## Exercise requirements
Reproduce the records below exactly as given.

## Entries from a pointing dataset
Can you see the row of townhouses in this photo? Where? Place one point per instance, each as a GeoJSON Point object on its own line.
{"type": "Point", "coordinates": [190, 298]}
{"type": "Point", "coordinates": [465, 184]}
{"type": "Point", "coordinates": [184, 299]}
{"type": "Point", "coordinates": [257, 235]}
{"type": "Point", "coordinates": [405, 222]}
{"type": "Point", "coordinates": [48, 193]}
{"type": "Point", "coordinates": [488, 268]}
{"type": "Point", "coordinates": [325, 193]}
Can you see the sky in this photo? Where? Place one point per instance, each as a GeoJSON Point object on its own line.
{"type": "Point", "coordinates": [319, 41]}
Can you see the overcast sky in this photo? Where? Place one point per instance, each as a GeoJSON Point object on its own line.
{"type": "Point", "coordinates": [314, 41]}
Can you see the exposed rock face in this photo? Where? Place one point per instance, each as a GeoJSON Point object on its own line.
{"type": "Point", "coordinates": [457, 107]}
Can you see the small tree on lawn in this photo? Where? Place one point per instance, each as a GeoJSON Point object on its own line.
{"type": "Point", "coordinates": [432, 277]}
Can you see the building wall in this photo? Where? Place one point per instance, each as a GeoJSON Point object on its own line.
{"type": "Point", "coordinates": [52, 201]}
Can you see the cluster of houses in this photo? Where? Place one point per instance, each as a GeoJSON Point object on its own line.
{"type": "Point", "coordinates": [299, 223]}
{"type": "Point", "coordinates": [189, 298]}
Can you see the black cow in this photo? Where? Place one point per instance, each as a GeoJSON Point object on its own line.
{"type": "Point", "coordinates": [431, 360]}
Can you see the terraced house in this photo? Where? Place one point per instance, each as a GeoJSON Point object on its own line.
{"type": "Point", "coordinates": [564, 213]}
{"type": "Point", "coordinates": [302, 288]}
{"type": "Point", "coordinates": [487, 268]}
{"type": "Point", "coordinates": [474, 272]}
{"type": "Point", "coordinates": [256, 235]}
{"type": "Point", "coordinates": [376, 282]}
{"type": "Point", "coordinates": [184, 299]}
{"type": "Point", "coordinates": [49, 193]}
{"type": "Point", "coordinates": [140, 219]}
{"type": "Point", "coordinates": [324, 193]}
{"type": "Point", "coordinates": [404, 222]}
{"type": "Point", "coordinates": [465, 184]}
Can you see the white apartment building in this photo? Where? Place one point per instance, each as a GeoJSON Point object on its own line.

## Written answer
Can you see the row of townhouses in this photo? Where? Place one point per instance, each as a GeoJSON Point object on its own line.
{"type": "Point", "coordinates": [190, 298]}
{"type": "Point", "coordinates": [465, 184]}
{"type": "Point", "coordinates": [184, 299]}
{"type": "Point", "coordinates": [257, 235]}
{"type": "Point", "coordinates": [405, 222]}
{"type": "Point", "coordinates": [48, 193]}
{"type": "Point", "coordinates": [488, 268]}
{"type": "Point", "coordinates": [325, 193]}
Can you see the sky in this photo? Where? Place one point per instance, each as a GeoJSON Point object on its own line.
{"type": "Point", "coordinates": [319, 41]}
Can you see the overcast sky in this photo? Where? Place one point per instance, each as a GeoJSON Point object on its own line.
{"type": "Point", "coordinates": [314, 41]}
Can you see the exposed rock face in this photo? Where? Place one point per instance, each as a GeoJSON Point object on its own line.
{"type": "Point", "coordinates": [457, 107]}
Can you see the small tree on lawn in this photo? Where? Place one point per instance, each as a GeoJSON Point object on its own line.
{"type": "Point", "coordinates": [432, 277]}
Can you see the building wall in this photo? Where? Place one point per instance, each as a GeoJSON Point object on its own line.
{"type": "Point", "coordinates": [52, 201]}
Can you see the cluster of houses in this photo? Where? Place one point per instance, each as a GeoJSON Point object on its own line.
{"type": "Point", "coordinates": [299, 223]}
{"type": "Point", "coordinates": [189, 298]}
Can you see the black cow in this photo? Where? Place one point per instance, each as a GeoJSON Point object on its own line.
{"type": "Point", "coordinates": [431, 360]}
Can you see the terraced house in this photo? Where? Place one point per instance, each as a GeoJSON Point object on its own line.
{"type": "Point", "coordinates": [564, 213]}
{"type": "Point", "coordinates": [302, 288]}
{"type": "Point", "coordinates": [487, 268]}
{"type": "Point", "coordinates": [474, 272]}
{"type": "Point", "coordinates": [256, 235]}
{"type": "Point", "coordinates": [376, 282]}
{"type": "Point", "coordinates": [184, 299]}
{"type": "Point", "coordinates": [49, 193]}
{"type": "Point", "coordinates": [140, 219]}
{"type": "Point", "coordinates": [324, 193]}
{"type": "Point", "coordinates": [404, 222]}
{"type": "Point", "coordinates": [465, 184]}
Can you see the white apartment building in this photo? Where? Place one point per instance, each as a GeoJSON Point object on its own line.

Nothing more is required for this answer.